**What is asked:**
Scale the answer coordinates in the listing below by 2.45, rounding to whole numbers with halves going up, and rewrite every line from the line with "Where can the duck's bill" to the line with "point(306, 165)", requests included. Leave the requests and their sample notation unchanged, and give only those lines.

-- Start Exercise data --

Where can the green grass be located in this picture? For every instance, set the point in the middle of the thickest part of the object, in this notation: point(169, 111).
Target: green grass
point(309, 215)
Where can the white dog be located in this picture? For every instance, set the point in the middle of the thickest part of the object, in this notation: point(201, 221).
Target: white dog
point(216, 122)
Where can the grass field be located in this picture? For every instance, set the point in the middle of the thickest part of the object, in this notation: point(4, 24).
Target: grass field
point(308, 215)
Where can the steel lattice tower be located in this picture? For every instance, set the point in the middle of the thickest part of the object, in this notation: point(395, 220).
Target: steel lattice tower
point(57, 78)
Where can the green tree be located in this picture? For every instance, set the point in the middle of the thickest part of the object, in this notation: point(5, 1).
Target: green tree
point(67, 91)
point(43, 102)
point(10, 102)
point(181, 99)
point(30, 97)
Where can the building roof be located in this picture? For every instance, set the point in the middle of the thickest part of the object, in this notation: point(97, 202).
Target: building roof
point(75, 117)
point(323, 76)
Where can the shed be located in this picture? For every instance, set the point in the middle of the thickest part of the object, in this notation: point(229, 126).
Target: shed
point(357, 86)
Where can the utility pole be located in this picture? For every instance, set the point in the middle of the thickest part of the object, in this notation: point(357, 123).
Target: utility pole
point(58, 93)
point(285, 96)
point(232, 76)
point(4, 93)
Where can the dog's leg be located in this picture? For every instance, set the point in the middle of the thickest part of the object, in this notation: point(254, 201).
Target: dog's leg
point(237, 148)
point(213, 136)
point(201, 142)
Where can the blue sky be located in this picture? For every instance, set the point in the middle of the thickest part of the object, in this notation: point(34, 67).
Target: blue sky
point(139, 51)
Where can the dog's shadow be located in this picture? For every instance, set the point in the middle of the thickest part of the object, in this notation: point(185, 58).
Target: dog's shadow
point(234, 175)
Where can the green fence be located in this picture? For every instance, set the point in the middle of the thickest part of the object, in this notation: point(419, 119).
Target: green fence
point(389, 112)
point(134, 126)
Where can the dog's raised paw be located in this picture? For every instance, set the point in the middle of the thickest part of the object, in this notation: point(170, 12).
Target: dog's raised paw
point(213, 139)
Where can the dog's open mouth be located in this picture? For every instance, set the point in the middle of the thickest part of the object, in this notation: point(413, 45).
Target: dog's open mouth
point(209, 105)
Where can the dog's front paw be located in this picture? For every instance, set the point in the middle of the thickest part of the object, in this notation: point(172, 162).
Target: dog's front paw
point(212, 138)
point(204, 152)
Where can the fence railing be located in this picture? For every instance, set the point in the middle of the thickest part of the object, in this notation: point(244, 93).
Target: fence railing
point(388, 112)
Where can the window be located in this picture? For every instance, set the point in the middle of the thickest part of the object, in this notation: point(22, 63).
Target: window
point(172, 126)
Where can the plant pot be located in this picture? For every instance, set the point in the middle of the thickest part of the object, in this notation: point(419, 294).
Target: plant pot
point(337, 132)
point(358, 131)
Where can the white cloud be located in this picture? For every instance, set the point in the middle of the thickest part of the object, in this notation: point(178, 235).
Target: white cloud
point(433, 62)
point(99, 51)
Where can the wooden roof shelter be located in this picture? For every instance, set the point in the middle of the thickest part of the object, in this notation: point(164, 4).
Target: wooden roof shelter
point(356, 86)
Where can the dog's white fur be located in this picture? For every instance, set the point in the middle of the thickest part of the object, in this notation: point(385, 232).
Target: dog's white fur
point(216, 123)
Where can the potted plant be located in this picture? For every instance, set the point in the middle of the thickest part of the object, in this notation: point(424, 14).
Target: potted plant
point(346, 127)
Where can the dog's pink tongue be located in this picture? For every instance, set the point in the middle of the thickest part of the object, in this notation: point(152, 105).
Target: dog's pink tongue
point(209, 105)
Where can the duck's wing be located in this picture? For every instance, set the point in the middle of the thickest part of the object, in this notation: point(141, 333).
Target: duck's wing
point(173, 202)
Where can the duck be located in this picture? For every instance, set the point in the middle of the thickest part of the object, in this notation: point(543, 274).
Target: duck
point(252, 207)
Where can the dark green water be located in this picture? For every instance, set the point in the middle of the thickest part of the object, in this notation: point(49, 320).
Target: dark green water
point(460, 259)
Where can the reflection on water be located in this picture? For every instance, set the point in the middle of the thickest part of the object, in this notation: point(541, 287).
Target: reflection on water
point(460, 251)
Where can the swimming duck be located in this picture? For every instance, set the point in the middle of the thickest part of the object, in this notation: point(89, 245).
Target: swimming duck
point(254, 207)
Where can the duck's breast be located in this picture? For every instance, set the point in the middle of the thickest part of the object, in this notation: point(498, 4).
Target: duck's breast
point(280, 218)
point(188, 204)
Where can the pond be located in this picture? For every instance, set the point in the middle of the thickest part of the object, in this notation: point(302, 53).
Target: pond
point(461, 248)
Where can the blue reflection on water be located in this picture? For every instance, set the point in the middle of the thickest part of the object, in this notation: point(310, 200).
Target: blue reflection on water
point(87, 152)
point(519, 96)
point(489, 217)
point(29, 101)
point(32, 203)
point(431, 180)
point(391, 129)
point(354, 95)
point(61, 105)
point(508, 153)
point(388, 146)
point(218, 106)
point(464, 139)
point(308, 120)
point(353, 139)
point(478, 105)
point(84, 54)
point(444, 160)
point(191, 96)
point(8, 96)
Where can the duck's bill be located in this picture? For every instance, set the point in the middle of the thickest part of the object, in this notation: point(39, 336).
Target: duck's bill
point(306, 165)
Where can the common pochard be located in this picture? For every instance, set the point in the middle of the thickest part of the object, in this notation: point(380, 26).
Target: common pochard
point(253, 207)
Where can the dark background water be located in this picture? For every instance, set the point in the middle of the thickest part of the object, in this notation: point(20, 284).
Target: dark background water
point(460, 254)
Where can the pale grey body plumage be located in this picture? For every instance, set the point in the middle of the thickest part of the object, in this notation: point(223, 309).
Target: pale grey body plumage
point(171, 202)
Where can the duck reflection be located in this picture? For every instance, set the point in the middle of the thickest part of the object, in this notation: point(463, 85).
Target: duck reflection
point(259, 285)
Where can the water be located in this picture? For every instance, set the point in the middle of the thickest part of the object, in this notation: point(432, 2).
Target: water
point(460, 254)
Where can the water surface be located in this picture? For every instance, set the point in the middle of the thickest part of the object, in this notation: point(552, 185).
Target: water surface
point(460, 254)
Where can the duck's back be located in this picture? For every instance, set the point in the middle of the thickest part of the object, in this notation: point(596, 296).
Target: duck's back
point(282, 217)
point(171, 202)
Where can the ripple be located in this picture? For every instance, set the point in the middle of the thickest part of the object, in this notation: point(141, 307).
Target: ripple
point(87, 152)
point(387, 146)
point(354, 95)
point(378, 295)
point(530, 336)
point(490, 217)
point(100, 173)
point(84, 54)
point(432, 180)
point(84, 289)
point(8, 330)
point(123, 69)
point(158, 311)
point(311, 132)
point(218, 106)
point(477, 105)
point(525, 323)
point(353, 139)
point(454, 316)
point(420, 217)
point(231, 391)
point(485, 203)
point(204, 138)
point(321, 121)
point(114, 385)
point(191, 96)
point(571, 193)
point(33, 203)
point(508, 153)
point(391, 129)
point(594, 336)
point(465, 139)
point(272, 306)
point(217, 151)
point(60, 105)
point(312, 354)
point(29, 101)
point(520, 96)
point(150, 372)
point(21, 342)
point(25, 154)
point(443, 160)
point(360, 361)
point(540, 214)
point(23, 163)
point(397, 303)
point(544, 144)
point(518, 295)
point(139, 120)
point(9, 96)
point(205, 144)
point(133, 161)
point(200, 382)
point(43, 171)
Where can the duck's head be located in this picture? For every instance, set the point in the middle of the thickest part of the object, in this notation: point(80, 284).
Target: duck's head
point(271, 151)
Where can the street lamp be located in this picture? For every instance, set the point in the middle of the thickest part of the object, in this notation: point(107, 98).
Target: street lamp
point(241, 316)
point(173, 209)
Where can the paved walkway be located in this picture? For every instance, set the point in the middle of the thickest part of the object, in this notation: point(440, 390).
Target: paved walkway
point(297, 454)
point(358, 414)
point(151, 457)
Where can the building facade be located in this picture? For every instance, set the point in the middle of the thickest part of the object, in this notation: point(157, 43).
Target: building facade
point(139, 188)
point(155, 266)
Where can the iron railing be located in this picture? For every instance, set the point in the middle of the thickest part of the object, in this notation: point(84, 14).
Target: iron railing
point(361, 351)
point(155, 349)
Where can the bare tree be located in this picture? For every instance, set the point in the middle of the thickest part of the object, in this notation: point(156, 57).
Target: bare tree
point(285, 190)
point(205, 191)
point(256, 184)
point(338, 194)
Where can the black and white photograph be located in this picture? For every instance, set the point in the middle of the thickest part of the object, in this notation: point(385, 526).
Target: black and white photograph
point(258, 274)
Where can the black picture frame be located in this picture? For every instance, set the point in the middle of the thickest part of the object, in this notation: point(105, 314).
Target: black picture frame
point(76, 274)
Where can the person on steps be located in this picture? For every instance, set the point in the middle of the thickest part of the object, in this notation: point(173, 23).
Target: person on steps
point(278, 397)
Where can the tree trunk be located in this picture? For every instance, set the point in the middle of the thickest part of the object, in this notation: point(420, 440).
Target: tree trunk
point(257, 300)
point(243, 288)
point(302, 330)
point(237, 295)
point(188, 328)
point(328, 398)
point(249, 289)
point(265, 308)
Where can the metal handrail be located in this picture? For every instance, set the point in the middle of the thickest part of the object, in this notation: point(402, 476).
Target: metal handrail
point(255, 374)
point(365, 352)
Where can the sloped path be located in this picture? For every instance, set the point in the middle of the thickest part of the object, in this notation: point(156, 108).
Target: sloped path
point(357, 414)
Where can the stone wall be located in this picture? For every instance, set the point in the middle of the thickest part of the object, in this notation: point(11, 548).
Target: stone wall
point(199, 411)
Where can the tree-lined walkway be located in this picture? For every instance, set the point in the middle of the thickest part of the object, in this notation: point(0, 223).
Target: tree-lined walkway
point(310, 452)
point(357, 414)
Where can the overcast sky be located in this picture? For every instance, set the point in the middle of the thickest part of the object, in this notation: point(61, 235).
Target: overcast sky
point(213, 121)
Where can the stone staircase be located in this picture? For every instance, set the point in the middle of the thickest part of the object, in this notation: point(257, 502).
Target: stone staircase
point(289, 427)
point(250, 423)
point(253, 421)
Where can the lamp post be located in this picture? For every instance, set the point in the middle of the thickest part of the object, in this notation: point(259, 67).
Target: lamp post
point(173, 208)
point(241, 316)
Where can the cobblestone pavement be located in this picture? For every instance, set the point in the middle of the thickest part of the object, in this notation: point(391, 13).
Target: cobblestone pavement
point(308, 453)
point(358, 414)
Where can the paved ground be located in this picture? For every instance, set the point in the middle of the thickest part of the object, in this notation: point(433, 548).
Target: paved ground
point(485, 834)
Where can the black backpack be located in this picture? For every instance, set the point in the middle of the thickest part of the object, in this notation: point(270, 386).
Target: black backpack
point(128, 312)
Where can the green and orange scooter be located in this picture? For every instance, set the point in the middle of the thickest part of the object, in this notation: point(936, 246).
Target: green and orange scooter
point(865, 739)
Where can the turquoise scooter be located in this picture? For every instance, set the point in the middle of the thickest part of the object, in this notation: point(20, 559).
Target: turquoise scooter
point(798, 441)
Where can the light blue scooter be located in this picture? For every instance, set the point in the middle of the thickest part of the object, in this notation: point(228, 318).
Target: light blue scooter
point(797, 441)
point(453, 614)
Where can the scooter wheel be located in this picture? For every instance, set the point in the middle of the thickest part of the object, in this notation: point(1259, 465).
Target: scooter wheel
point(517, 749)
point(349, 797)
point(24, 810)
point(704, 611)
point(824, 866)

-- End Exercise data --

**Written response:**
Where can the duck's bill be located in this picture? For every instance, set the point in the middle of the thickest part of the object, in this notation: point(39, 336).
Target: duck's bill
point(750, 404)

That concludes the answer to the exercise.